POKAZANY TEKST
↓

Data: 2006-11-12 20:30:03
Temat: Re: zapinanie pasów w samochodzie
Od: "Vax" <t...@w...la>
Pokaż wszystkie nagłówki
Użytkownik "gazebo" <g...@w...pl> napisał:
>>
>> Znaczy, ze rozrypana blokada kluczyka w stacyjce to cos
>> rownie prawdopodobnego jak przydzwonienie w cos autem
>> tak, zeby silnik dalej pracowal, ale pasazerowie
>> byli niezdolni do siegniecia do klamki? Basnie jakies.
>
> a czytasz ze zrozumieniem? :) napisalem, ze skoro w czasie jazdy to
> znaczy, ze defekt nie ustapi po wypadku wg mnie,
Analogia sobie pojade, moge?
samochod - telewizor
stacyjka - pilot
Chcesz mi powiedziec, ze skoro znajomemu podczas ogladania
TV wyskoczyly bateryjki z pilota, sam telewizor dzialal zas dalej,
to telewizor zrzucony ze schodow bedzie epatowal nas w dalszym ciagu
np. oredziem prezydenta?

↑

PODANE DANE
↓

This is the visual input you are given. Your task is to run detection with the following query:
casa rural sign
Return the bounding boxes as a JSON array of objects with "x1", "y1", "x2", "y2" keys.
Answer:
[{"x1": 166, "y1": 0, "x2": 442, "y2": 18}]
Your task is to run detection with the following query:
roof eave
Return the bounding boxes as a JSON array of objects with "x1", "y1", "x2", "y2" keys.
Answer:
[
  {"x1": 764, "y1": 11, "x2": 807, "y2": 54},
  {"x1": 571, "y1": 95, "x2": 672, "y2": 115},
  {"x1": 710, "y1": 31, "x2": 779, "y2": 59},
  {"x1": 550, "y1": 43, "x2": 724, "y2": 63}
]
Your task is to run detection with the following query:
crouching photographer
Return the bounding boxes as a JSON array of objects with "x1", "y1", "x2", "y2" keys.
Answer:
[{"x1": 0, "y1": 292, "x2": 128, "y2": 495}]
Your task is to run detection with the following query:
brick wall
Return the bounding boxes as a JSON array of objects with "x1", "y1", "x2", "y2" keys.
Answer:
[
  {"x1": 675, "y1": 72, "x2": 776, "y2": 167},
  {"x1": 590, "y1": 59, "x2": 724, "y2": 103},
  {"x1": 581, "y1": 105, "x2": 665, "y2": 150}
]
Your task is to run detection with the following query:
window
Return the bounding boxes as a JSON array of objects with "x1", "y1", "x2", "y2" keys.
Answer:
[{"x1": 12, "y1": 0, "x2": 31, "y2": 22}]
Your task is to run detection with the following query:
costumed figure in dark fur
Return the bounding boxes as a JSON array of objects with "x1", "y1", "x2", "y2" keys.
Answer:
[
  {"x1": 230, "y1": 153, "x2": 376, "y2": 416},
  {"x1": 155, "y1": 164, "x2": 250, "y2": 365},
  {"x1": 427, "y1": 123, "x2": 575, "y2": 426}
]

↑

KRÓTKIE ZADANIE
Przepisz wiernie fragment wpisu o zapinaniu pasów, od słów „Data: 2006-11-12 20:30:03” aż do słów „sobie pojade, moge?” włącznie.

ROZWIĄZANIE
Data: 2006-11-12 20:30:03
Temat: Re: zapinanie pasów w samochodzie
Od: "Vax" <t...@w...la>
Pokaż wszystkie nagłówki
Użytkownik "gazebo" <g...@w...pl> napisał:
>>
>> Znaczy, ze rozrypana blokada kluczyka w stacyjce to cos
>> rownie prawdopodobnego jak przydzwonienie w cos autem
>> tak, zeby silnik dalej pracowal, ale pasazerowie
>> byli niezdolni do siegniecia do klamki? Basnie jakies.
>
> a czytasz ze zrozumieniem? :) napisalem, ze skoro w czasie jazdy to
> znaczy, ze defekt nie ustapi po wypadku wg mnie,
Analogia sobie pojade, moge?